━━ TASK INPUT ━━
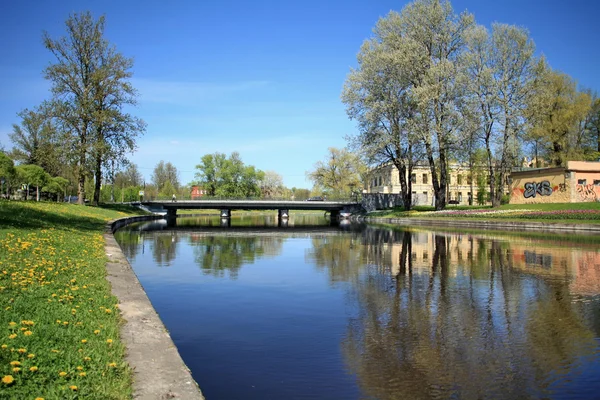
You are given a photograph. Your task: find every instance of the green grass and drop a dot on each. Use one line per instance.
(59, 323)
(568, 213)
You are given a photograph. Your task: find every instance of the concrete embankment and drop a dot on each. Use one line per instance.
(159, 371)
(514, 226)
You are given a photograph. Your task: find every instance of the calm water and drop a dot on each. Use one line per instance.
(310, 311)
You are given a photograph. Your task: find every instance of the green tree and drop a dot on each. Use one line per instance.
(557, 113)
(89, 86)
(339, 173)
(228, 177)
(7, 172)
(500, 71)
(377, 95)
(36, 141)
(32, 175)
(165, 173)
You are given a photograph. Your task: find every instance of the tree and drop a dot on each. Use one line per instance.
(340, 173)
(228, 177)
(163, 173)
(7, 172)
(89, 87)
(36, 141)
(57, 185)
(32, 175)
(271, 185)
(378, 96)
(500, 71)
(558, 114)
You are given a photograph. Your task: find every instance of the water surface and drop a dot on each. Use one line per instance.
(311, 311)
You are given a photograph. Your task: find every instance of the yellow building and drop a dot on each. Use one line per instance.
(386, 179)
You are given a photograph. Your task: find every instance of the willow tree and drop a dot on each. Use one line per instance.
(501, 69)
(558, 113)
(90, 86)
(377, 95)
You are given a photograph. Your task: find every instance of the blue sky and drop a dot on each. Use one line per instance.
(259, 77)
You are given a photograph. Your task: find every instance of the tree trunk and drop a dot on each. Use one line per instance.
(98, 180)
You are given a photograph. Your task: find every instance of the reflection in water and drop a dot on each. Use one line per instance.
(468, 329)
(221, 254)
(424, 314)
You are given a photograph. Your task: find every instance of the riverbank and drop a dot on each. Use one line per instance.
(61, 330)
(565, 217)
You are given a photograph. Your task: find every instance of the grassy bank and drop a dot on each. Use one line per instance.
(569, 213)
(59, 324)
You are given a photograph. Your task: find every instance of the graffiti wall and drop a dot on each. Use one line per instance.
(548, 188)
(587, 186)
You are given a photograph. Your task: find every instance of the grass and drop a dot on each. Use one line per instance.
(59, 323)
(571, 213)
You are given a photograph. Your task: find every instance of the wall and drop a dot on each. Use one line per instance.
(540, 186)
(380, 201)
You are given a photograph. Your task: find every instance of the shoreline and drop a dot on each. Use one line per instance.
(158, 370)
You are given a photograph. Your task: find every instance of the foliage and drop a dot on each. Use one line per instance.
(59, 325)
(228, 177)
(89, 83)
(340, 173)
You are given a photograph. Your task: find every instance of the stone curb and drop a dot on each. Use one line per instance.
(496, 225)
(159, 373)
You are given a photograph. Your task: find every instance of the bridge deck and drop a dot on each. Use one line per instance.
(251, 205)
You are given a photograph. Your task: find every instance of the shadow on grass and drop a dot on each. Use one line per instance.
(15, 215)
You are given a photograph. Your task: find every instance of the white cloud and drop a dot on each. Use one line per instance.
(190, 93)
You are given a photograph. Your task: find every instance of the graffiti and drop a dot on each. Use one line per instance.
(532, 189)
(587, 192)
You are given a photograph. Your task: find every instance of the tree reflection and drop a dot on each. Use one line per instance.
(470, 330)
(219, 255)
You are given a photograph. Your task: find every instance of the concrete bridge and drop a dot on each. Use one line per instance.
(283, 207)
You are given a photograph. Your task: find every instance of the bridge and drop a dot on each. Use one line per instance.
(283, 207)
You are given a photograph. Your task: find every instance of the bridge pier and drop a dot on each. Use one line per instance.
(226, 213)
(283, 214)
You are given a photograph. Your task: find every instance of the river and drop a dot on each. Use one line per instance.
(313, 311)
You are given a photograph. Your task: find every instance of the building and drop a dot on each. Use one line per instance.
(578, 182)
(461, 188)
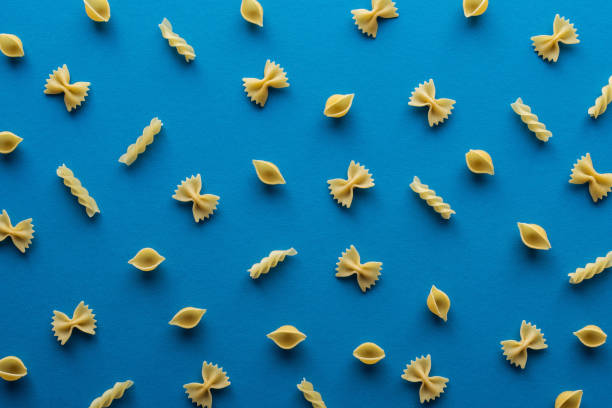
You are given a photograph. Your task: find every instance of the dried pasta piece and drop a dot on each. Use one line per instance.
(583, 172)
(418, 371)
(369, 353)
(11, 45)
(268, 173)
(82, 319)
(203, 204)
(591, 269)
(21, 234)
(77, 190)
(147, 137)
(59, 82)
(286, 337)
(12, 368)
(270, 261)
(425, 95)
(257, 89)
(366, 20)
(531, 120)
(547, 46)
(310, 394)
(187, 317)
(357, 177)
(531, 338)
(175, 41)
(106, 399)
(252, 12)
(591, 336)
(350, 264)
(214, 378)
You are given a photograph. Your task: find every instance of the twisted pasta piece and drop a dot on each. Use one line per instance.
(366, 19)
(91, 207)
(106, 399)
(531, 120)
(310, 394)
(591, 269)
(431, 198)
(602, 102)
(142, 142)
(270, 261)
(59, 82)
(175, 41)
(583, 172)
(257, 89)
(21, 234)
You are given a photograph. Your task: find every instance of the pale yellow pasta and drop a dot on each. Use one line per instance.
(583, 172)
(21, 234)
(147, 137)
(418, 371)
(531, 338)
(425, 95)
(214, 378)
(82, 319)
(257, 89)
(350, 264)
(547, 46)
(366, 20)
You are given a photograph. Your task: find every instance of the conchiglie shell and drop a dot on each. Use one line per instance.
(369, 353)
(146, 259)
(438, 303)
(187, 317)
(479, 161)
(534, 236)
(286, 337)
(591, 336)
(268, 173)
(12, 368)
(338, 105)
(8, 142)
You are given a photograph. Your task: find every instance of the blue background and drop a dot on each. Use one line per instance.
(210, 127)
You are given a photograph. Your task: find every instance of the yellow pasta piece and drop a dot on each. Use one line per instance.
(270, 261)
(21, 234)
(12, 368)
(531, 120)
(357, 177)
(106, 399)
(531, 338)
(214, 378)
(203, 204)
(350, 264)
(366, 20)
(547, 46)
(591, 269)
(175, 41)
(59, 82)
(310, 394)
(82, 319)
(425, 95)
(11, 45)
(418, 371)
(257, 89)
(583, 172)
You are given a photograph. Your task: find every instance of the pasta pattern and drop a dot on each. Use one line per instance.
(366, 20)
(21, 234)
(270, 261)
(59, 82)
(106, 399)
(77, 190)
(257, 89)
(175, 41)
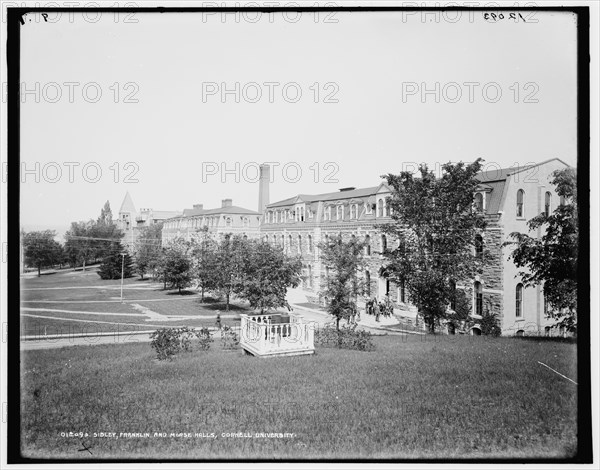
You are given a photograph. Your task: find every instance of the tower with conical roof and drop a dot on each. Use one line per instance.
(127, 215)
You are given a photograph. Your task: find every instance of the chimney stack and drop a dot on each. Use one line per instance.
(263, 188)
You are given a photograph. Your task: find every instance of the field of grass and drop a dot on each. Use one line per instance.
(413, 397)
(70, 302)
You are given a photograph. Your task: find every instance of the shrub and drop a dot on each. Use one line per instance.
(168, 342)
(345, 338)
(229, 338)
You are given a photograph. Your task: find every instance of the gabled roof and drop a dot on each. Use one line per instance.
(127, 205)
(333, 196)
(220, 210)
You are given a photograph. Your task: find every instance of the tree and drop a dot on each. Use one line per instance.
(436, 224)
(176, 264)
(41, 249)
(79, 245)
(266, 275)
(345, 259)
(116, 263)
(552, 259)
(148, 248)
(204, 261)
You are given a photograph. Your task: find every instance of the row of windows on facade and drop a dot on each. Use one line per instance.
(205, 222)
(383, 244)
(300, 215)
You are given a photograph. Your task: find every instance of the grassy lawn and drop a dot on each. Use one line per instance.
(413, 397)
(70, 302)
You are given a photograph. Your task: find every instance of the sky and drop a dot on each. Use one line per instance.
(163, 130)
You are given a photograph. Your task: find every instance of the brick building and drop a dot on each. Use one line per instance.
(508, 197)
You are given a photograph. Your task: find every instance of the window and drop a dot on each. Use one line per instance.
(478, 291)
(519, 300)
(520, 197)
(479, 246)
(479, 202)
(380, 205)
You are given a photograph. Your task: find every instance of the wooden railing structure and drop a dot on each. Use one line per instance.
(262, 335)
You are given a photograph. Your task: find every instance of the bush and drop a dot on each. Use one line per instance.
(229, 338)
(345, 338)
(168, 342)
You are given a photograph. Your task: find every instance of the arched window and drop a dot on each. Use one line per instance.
(520, 198)
(479, 202)
(479, 246)
(547, 202)
(519, 300)
(380, 204)
(478, 291)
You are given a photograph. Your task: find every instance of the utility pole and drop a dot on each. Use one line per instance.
(122, 274)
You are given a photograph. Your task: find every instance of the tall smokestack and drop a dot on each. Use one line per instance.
(263, 188)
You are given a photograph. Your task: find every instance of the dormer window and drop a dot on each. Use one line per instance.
(478, 202)
(380, 207)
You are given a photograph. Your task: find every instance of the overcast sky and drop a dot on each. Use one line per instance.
(176, 135)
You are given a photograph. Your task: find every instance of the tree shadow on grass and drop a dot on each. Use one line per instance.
(183, 292)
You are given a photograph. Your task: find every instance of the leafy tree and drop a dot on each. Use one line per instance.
(176, 265)
(204, 258)
(435, 223)
(116, 262)
(552, 259)
(266, 275)
(228, 261)
(41, 249)
(148, 248)
(79, 245)
(345, 259)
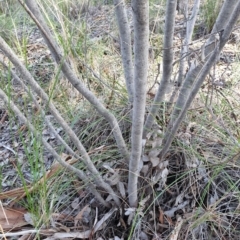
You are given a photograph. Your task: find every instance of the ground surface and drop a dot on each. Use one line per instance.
(201, 194)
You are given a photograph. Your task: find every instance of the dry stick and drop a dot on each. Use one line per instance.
(126, 47)
(167, 64)
(32, 9)
(85, 157)
(70, 168)
(224, 36)
(39, 108)
(195, 66)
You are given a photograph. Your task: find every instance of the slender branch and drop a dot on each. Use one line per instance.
(85, 157)
(69, 167)
(141, 38)
(167, 63)
(32, 9)
(224, 36)
(126, 46)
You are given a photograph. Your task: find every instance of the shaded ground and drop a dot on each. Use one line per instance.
(200, 194)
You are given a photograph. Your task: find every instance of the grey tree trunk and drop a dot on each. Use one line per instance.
(141, 37)
(126, 45)
(224, 36)
(167, 64)
(32, 8)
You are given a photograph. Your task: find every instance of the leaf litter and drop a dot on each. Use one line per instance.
(201, 185)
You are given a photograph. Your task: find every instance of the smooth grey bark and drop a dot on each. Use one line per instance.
(190, 22)
(126, 46)
(32, 9)
(194, 68)
(70, 168)
(141, 41)
(224, 36)
(167, 63)
(34, 85)
(221, 21)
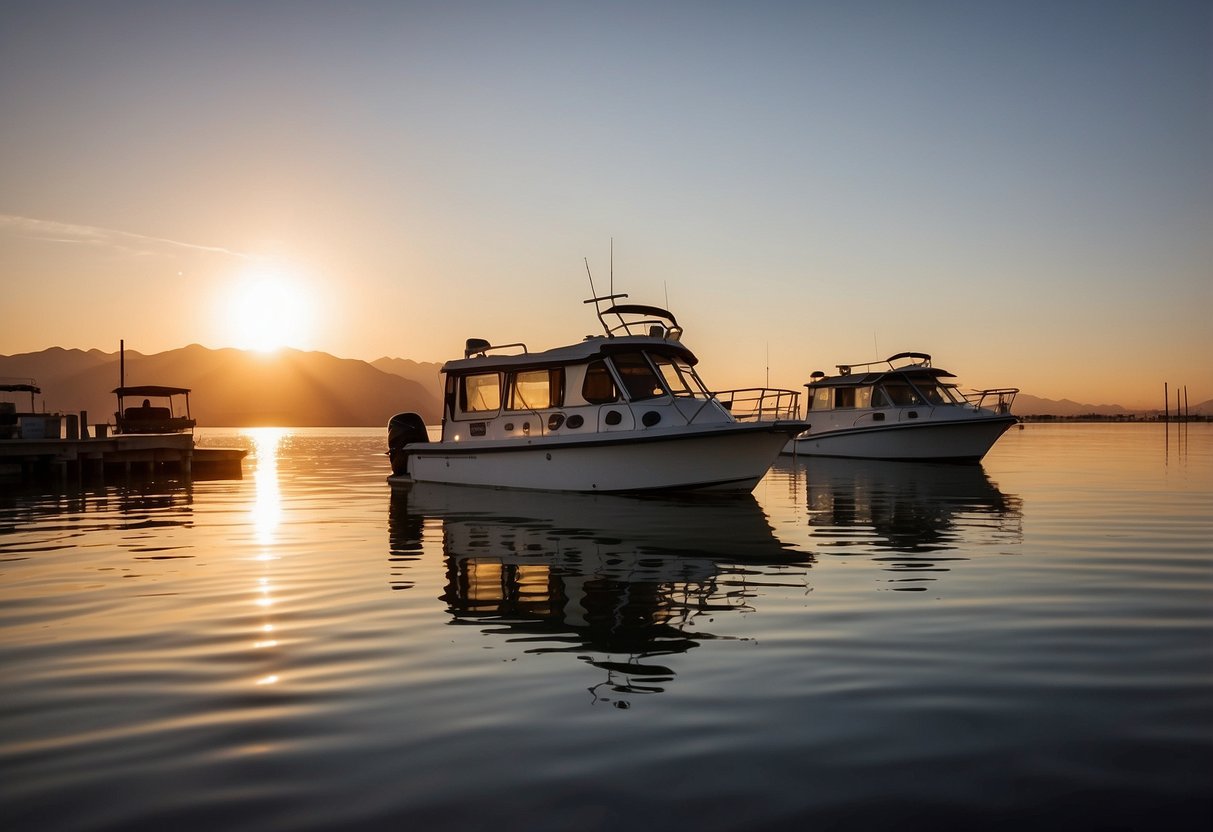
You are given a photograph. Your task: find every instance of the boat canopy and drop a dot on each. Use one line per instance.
(579, 353)
(151, 389)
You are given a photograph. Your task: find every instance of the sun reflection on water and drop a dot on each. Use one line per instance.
(267, 507)
(266, 516)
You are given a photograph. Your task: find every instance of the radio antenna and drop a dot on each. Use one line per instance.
(613, 266)
(592, 292)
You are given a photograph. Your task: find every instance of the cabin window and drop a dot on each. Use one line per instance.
(638, 377)
(679, 379)
(599, 385)
(941, 394)
(536, 389)
(901, 394)
(480, 393)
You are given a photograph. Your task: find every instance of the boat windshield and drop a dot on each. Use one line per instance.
(679, 377)
(638, 377)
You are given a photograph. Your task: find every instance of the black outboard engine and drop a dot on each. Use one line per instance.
(404, 429)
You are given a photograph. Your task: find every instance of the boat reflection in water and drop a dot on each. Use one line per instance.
(913, 517)
(616, 581)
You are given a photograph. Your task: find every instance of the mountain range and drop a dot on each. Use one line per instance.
(294, 388)
(233, 387)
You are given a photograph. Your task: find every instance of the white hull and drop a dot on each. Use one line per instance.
(722, 456)
(954, 439)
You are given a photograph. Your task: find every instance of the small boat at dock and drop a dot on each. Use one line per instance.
(615, 412)
(901, 408)
(165, 416)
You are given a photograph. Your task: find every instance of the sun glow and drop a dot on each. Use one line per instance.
(267, 311)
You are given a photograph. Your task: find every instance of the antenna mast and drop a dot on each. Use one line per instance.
(613, 266)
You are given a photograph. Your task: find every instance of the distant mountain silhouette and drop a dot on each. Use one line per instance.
(292, 388)
(233, 387)
(1031, 405)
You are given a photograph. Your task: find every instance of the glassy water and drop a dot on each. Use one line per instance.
(1026, 643)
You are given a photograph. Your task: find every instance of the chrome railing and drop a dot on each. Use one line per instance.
(1000, 399)
(761, 404)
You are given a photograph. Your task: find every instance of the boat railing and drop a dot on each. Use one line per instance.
(997, 399)
(761, 404)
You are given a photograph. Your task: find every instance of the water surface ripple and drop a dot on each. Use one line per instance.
(1024, 643)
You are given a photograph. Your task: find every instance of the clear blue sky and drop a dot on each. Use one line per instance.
(1024, 189)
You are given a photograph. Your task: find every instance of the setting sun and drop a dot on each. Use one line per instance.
(268, 311)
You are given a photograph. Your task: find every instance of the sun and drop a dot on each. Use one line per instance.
(268, 311)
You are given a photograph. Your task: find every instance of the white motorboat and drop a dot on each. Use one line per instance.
(901, 409)
(620, 411)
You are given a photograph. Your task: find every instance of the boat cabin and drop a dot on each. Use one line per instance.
(636, 376)
(10, 415)
(886, 385)
(164, 416)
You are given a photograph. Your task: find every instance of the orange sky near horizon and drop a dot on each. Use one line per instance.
(1023, 193)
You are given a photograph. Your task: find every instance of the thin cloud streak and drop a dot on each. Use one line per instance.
(73, 234)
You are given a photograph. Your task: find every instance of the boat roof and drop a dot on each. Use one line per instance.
(151, 389)
(918, 368)
(594, 346)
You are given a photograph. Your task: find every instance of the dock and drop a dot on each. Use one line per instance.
(55, 457)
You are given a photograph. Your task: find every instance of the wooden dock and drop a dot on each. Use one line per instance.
(33, 459)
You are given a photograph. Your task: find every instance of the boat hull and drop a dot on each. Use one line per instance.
(723, 457)
(958, 440)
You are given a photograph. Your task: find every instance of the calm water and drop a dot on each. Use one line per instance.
(1028, 643)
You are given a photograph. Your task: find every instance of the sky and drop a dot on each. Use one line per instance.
(1021, 188)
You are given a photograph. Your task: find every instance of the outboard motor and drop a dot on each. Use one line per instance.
(404, 429)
━━━
REQUIREMENTS:
Using the records above, please retype only the run of lines from the line holding "the boat roof" through the last line, both ends included.

RESPONSE:
You are given a photograph. Your task: find every instance of the boat roof and drop a dot on each. Use one line per instance.
(151, 389)
(918, 368)
(594, 346)
You are given a photograph. Your task: find every instance of the dock and drop a dot on each. Use one line per instance.
(55, 457)
You are given a photograph. Your task: find every instance of the wooden dock and drop a dot on each. Use one line per instance.
(33, 459)
You are given a photograph. Your task: find every instance of the boat hull and drop a dot on each. Use one line per instance.
(723, 457)
(958, 440)
You are given a photograph. Your task: find every instance of the calm water and drop a dot on each. Use one line per instance.
(1028, 643)
You are given a photograph. Your task: find every instance of the sky and drop a dot on each. Use one line per instance.
(1021, 188)
You are given a photograph. Your task: find every instance of the outboard motor and drop a dot on each. Use one line per instance.
(404, 429)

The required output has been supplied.